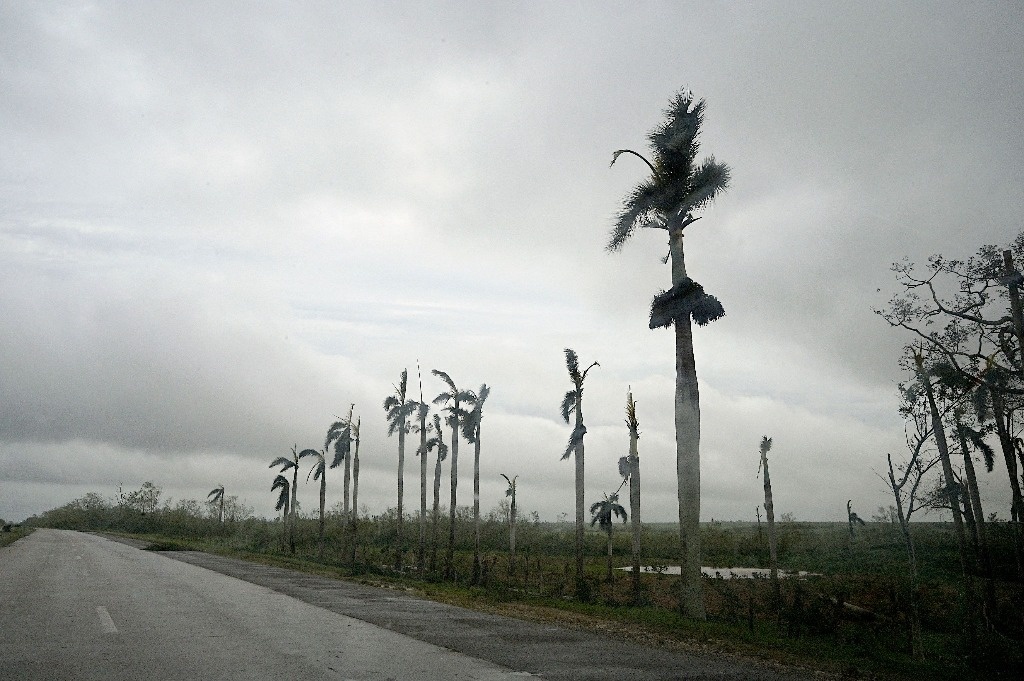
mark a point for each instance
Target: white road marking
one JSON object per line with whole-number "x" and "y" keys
{"x": 105, "y": 623}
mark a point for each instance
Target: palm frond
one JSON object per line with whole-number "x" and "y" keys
{"x": 284, "y": 462}
{"x": 568, "y": 405}
{"x": 448, "y": 379}
{"x": 709, "y": 180}
{"x": 572, "y": 364}
{"x": 574, "y": 439}
{"x": 685, "y": 298}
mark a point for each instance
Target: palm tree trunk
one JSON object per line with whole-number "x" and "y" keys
{"x": 401, "y": 493}
{"x": 450, "y": 556}
{"x": 580, "y": 503}
{"x": 295, "y": 505}
{"x": 436, "y": 514}
{"x": 355, "y": 499}
{"x": 476, "y": 508}
{"x": 347, "y": 483}
{"x": 512, "y": 535}
{"x": 421, "y": 553}
{"x": 320, "y": 542}
{"x": 635, "y": 509}
{"x": 687, "y": 450}
{"x": 772, "y": 545}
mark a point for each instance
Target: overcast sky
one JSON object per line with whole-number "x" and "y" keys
{"x": 222, "y": 223}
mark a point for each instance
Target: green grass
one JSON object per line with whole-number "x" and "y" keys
{"x": 811, "y": 630}
{"x": 8, "y": 538}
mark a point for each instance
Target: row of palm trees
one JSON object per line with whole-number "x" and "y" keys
{"x": 671, "y": 198}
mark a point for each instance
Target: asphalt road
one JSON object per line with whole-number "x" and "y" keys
{"x": 80, "y": 606}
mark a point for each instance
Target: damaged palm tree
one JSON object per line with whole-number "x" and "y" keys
{"x": 770, "y": 511}
{"x": 629, "y": 468}
{"x": 603, "y": 513}
{"x": 677, "y": 188}
{"x": 399, "y": 413}
{"x": 572, "y": 402}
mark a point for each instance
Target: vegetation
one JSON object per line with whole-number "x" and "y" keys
{"x": 936, "y": 600}
{"x": 677, "y": 189}
{"x": 851, "y": 618}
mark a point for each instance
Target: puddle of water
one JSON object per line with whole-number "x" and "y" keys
{"x": 726, "y": 572}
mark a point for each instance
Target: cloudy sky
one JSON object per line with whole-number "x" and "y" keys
{"x": 222, "y": 223}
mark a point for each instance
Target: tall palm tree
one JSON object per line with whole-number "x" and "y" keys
{"x": 512, "y": 513}
{"x": 422, "y": 411}
{"x": 318, "y": 472}
{"x": 436, "y": 441}
{"x": 454, "y": 398}
{"x": 284, "y": 497}
{"x": 603, "y": 513}
{"x": 679, "y": 186}
{"x": 629, "y": 468}
{"x": 354, "y": 516}
{"x": 572, "y": 402}
{"x": 398, "y": 411}
{"x": 471, "y": 431}
{"x": 216, "y": 496}
{"x": 293, "y": 464}
{"x": 340, "y": 434}
{"x": 770, "y": 512}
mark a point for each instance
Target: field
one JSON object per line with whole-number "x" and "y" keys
{"x": 850, "y": 620}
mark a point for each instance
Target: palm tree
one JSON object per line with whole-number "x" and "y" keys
{"x": 454, "y": 398}
{"x": 285, "y": 464}
{"x": 422, "y": 410}
{"x": 471, "y": 431}
{"x": 629, "y": 468}
{"x": 678, "y": 186}
{"x": 770, "y": 511}
{"x": 436, "y": 441}
{"x": 217, "y": 495}
{"x": 398, "y": 411}
{"x": 512, "y": 511}
{"x": 572, "y": 401}
{"x": 354, "y": 516}
{"x": 603, "y": 512}
{"x": 318, "y": 472}
{"x": 281, "y": 482}
{"x": 340, "y": 433}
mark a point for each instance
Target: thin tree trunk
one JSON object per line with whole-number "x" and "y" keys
{"x": 295, "y": 504}
{"x": 476, "y": 506}
{"x": 450, "y": 557}
{"x": 512, "y": 535}
{"x": 772, "y": 545}
{"x": 436, "y": 514}
{"x": 984, "y": 557}
{"x": 355, "y": 495}
{"x": 401, "y": 494}
{"x": 947, "y": 468}
{"x": 634, "y": 461}
{"x": 580, "y": 502}
{"x": 687, "y": 418}
{"x": 348, "y": 481}
{"x": 1009, "y": 457}
{"x": 422, "y": 550}
{"x": 916, "y": 646}
{"x": 607, "y": 576}
{"x": 320, "y": 542}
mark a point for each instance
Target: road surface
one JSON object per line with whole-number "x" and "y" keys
{"x": 80, "y": 606}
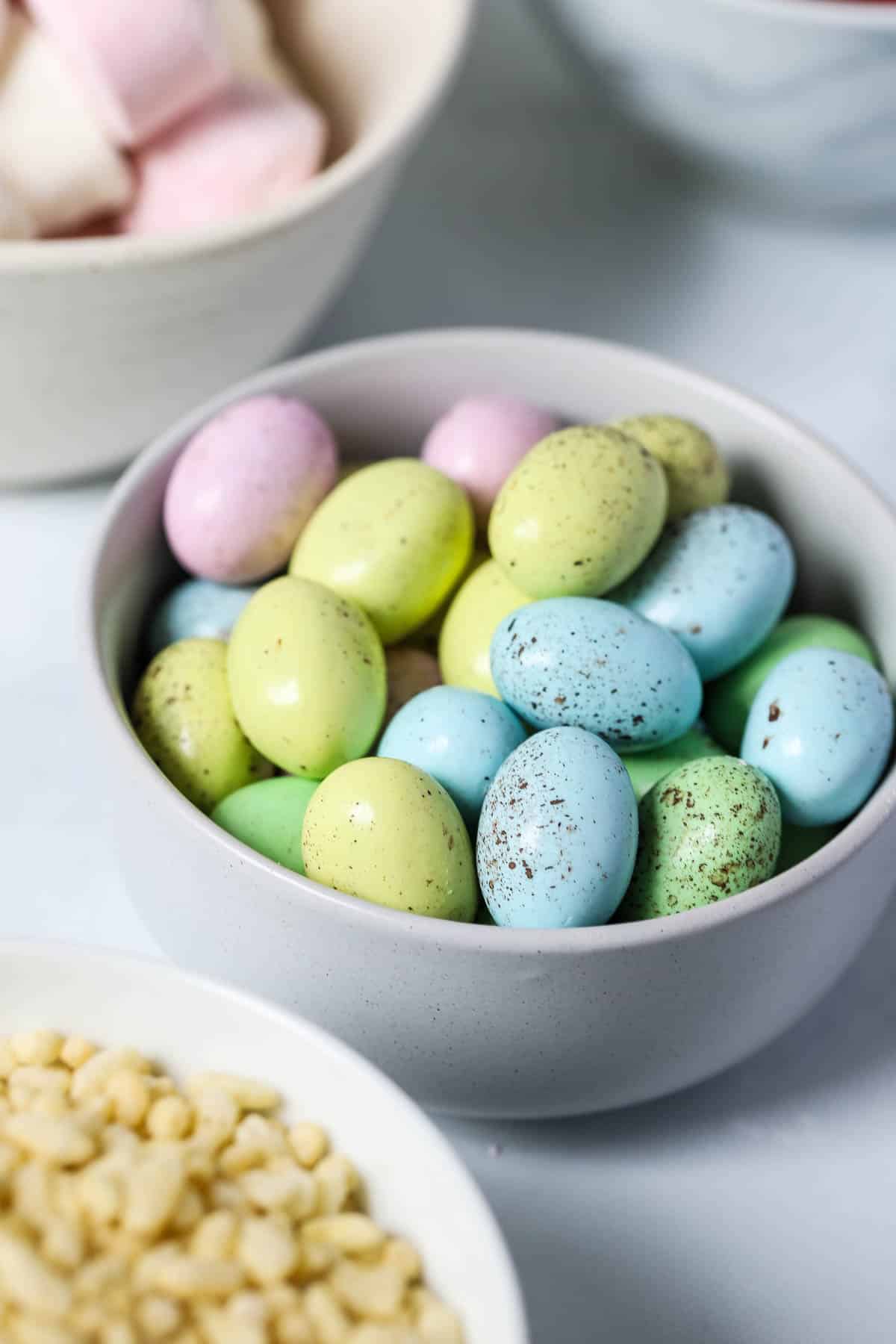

*Required action*:
Once the pictures are set aside, repeat the data above exactly.

*Written response*:
mark a point for each instance
Target: white road marking
one JSON object per line with whole-number "x" and "y" keys
{"x": 105, "y": 623}
mark a point for each instance
Target: palm frond
one JSON object per line with whole-number "x" and "y" keys
{"x": 284, "y": 462}
{"x": 568, "y": 405}
{"x": 448, "y": 379}
{"x": 709, "y": 180}
{"x": 572, "y": 364}
{"x": 574, "y": 439}
{"x": 685, "y": 298}
mark a point for each instance
Target: palm tree trunk
one JSON object per line with whole-number "x" and "y" keys
{"x": 401, "y": 493}
{"x": 450, "y": 556}
{"x": 580, "y": 503}
{"x": 295, "y": 505}
{"x": 436, "y": 514}
{"x": 355, "y": 499}
{"x": 476, "y": 508}
{"x": 347, "y": 483}
{"x": 512, "y": 535}
{"x": 421, "y": 553}
{"x": 320, "y": 542}
{"x": 635, "y": 509}
{"x": 687, "y": 450}
{"x": 772, "y": 545}
mark a point for each instance
Target: overcast sky
one JSON object per line with whole-number "x" and "y" keys
{"x": 222, "y": 223}
mark a point for each instance
Target: green grass
one JSON object per line with whole-number "x" and "y" keys
{"x": 811, "y": 630}
{"x": 8, "y": 538}
mark a point for each instance
Target: row of palm trees
one JSON object per line with whole-number "x" and "y" keys
{"x": 671, "y": 198}
mark a point for each instance
Target: asphalt road
one JSON object per line with whole-number "x" and "y" keys
{"x": 80, "y": 606}
mark a point for each instance
Target: damaged palm tree
one JSON object per line with whole-number "x" and "y" keys
{"x": 770, "y": 511}
{"x": 629, "y": 468}
{"x": 603, "y": 513}
{"x": 677, "y": 188}
{"x": 399, "y": 413}
{"x": 572, "y": 402}
mark a point for each instance
Target: vegetation
one JSON object per line with whole-number "x" and "y" keys
{"x": 936, "y": 600}
{"x": 677, "y": 189}
{"x": 851, "y": 618}
mark a point for each instance
Target: puddle of water
one JSON object per line with whole-number "x" and "y" keys
{"x": 726, "y": 572}
mark a point for each instance
Target: cloudy sky
one JSON object per line with whole-number "x" and "y" keys
{"x": 222, "y": 223}
mark a point for each instance
Target: tall palm tree
one JSON object per line with whole-number "x" and "y" keys
{"x": 512, "y": 513}
{"x": 422, "y": 411}
{"x": 318, "y": 472}
{"x": 436, "y": 441}
{"x": 454, "y": 398}
{"x": 284, "y": 497}
{"x": 603, "y": 513}
{"x": 679, "y": 186}
{"x": 629, "y": 468}
{"x": 354, "y": 516}
{"x": 572, "y": 402}
{"x": 398, "y": 411}
{"x": 471, "y": 431}
{"x": 216, "y": 496}
{"x": 293, "y": 464}
{"x": 340, "y": 434}
{"x": 770, "y": 512}
mark a point for each instance
Target: field
one JSON object per line with whole-number "x" and "y" keys
{"x": 850, "y": 620}
mark a point for each instance
Target: palm tree
one JSON object per line with whole-number "x" and "y" keys
{"x": 454, "y": 398}
{"x": 285, "y": 464}
{"x": 422, "y": 410}
{"x": 471, "y": 431}
{"x": 629, "y": 468}
{"x": 678, "y": 186}
{"x": 770, "y": 511}
{"x": 436, "y": 441}
{"x": 217, "y": 495}
{"x": 398, "y": 411}
{"x": 512, "y": 511}
{"x": 572, "y": 401}
{"x": 354, "y": 516}
{"x": 603, "y": 512}
{"x": 318, "y": 472}
{"x": 281, "y": 482}
{"x": 340, "y": 433}
mark a point for each instance
Target: thin tree trunk
one JSON object per line with whole-number "x" and "y" keys
{"x": 295, "y": 504}
{"x": 476, "y": 506}
{"x": 450, "y": 557}
{"x": 512, "y": 535}
{"x": 772, "y": 545}
{"x": 436, "y": 514}
{"x": 984, "y": 557}
{"x": 355, "y": 495}
{"x": 401, "y": 494}
{"x": 947, "y": 468}
{"x": 634, "y": 461}
{"x": 580, "y": 502}
{"x": 687, "y": 418}
{"x": 348, "y": 481}
{"x": 1009, "y": 457}
{"x": 422, "y": 550}
{"x": 916, "y": 646}
{"x": 607, "y": 576}
{"x": 320, "y": 542}
mark a point for each instance
Target: road surface
one JSON object per line with whole-number "x" and "y" keys
{"x": 80, "y": 606}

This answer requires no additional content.